DOCUMENT SEGMENT

CS575 Analysis Warm Up Exercise
                       ===============================

This exercise requires you to understand analysis of algorithms using
recurrence relations. Background can be found in, amongst others,
 
   T. H. Cormen, C. E. Leiserson and R. L. Rivest,
   Introduction to Algorithms, MIT Press, 1990


In this exercise you are to analyse the time complexity of a recursive
approach to multiplying n-digit numbers. Usually we think of
multiplication as a one time step operation, but imagine here that 
very large numbers are made up of lists of words containing "digits" 
of some radix R. For the sake of simplicity take R to be 10.

Let us count the number of digit digit multiplications. Multiplying e.g.
 
                    1 2 3 4
                    5 6 7 8
                   --------  *

requires four multiplications of a digit times a four digit number. This 
suggests that multiplication requires O(n ** 2) digit digit multiplications.

RECORDS SHOWN
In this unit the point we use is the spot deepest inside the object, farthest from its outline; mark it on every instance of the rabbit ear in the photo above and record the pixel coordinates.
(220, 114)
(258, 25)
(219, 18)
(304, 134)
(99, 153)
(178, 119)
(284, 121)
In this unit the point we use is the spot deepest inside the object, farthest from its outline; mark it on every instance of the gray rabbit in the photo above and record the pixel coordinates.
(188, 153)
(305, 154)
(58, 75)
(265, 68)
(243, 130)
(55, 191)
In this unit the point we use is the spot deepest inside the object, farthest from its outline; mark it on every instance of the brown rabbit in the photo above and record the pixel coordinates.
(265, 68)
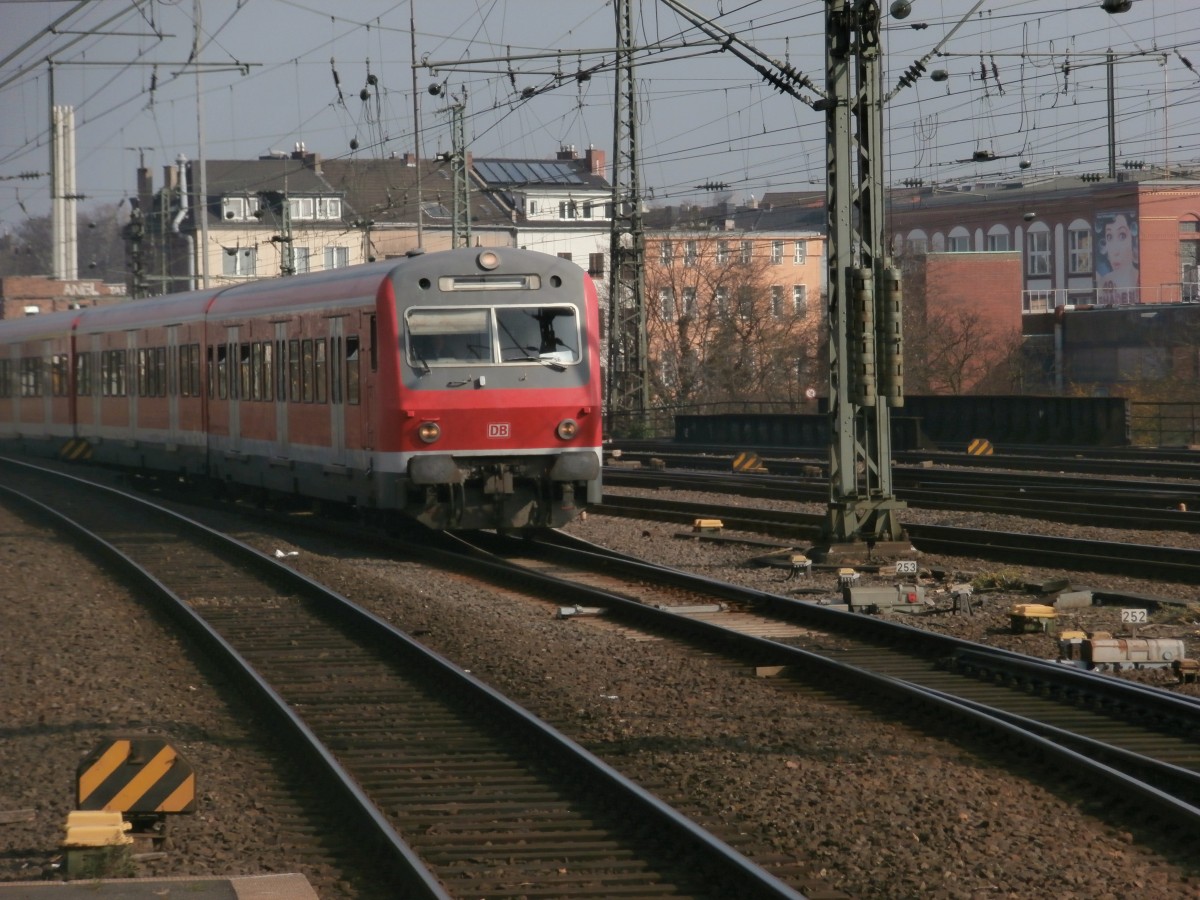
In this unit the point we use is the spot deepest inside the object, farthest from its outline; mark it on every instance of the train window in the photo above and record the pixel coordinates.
(352, 370)
(60, 375)
(375, 347)
(160, 371)
(541, 334)
(335, 370)
(112, 373)
(321, 379)
(84, 387)
(245, 373)
(449, 336)
(307, 366)
(222, 367)
(190, 370)
(267, 370)
(281, 370)
(31, 377)
(294, 370)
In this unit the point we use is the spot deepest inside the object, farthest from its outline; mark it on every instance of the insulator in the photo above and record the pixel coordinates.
(892, 340)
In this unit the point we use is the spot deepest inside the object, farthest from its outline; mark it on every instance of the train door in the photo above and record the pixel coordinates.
(131, 382)
(281, 389)
(173, 383)
(337, 390)
(237, 379)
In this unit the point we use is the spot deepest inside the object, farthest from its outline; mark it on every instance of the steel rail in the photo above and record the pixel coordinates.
(972, 715)
(726, 871)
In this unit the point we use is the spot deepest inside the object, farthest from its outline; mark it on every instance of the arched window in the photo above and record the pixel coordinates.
(1079, 247)
(959, 240)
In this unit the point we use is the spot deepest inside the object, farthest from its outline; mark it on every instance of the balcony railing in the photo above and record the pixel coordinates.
(1033, 301)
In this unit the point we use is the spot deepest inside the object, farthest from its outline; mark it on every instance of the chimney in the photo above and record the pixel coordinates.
(595, 161)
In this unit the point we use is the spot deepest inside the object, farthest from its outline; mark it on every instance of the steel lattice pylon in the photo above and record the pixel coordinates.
(628, 389)
(864, 288)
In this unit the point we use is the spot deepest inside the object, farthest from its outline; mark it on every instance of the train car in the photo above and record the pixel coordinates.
(460, 388)
(1104, 653)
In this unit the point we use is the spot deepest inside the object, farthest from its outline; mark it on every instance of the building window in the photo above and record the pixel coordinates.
(300, 207)
(337, 257)
(799, 299)
(689, 301)
(239, 261)
(666, 303)
(1038, 252)
(328, 208)
(1079, 245)
(238, 209)
(999, 240)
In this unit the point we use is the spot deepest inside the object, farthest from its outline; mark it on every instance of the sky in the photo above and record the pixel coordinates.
(1026, 83)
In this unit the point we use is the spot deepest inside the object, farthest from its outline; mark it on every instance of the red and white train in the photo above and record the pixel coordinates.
(461, 388)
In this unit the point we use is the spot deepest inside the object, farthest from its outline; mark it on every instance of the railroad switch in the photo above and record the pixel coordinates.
(1032, 617)
(799, 565)
(97, 844)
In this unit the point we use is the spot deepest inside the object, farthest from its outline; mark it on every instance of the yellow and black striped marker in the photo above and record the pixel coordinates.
(748, 461)
(136, 775)
(76, 449)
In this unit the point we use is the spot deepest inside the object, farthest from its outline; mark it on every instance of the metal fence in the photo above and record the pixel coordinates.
(1169, 424)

INSTRUCTIONS
A. Repeat the warm-up exercise text from "In this exercise" up to and including "R to be 10.", switching "radix" to "base".
B. Please state what the warm-up exercise says multiplying 1234 by 5678 requires.
C. Extend the warm-up exercise on multiplying n-digit numbers, starting after its final sentence.
The data is separate from the warm-up exercise.

ANSWERS TO THE EXERCISES
A.
In this exercise you are to analyse the time complexity of a recursive
approach to multiplying n-digit numbers. Usually we think of
multiplication as a one time step operation, but imagine here that 
very large numbers are made up of lists of words containing "digits" 
of some base R. For the sake of simplicity take R to be 10.

B. Four multiplications of a digit times a four digit number.

C.
Now consider this recursive approach:

  Split the numbers in two n/2 digit numbers. In the example:
  
       1234 = 12*100 + 34

  Use the following observation:

       G =  G1 * Rhalf + G2      
       H =  H1 * Rhalf + H2

       G*H = G1*H1*Rfull + (G1*H2+G2*H1)*Rhalf + G2*H2  

       where Rhalf = R ** (n/2), Rfull = R ** n, and R is the digit
       radix

       G1*H2 + G2*H1 = (G1+G2)*(H1+H2) - G1*H1 - G2*H2

  So we need only three multiplications of n/2 digit numbers to compute
  the product of two n digit numbers plus a number of adds and subtracts.

  1. Create a recurrence relation describing the number of digit digit
     multiplication required for the recursive method described above.
 
  2. Solve the recurrence relation, using the Master method.

  3. Find a description of Strassen's matrix multiply algorithm. Briefly 
     discuss its complexity, relating it to the above exercise.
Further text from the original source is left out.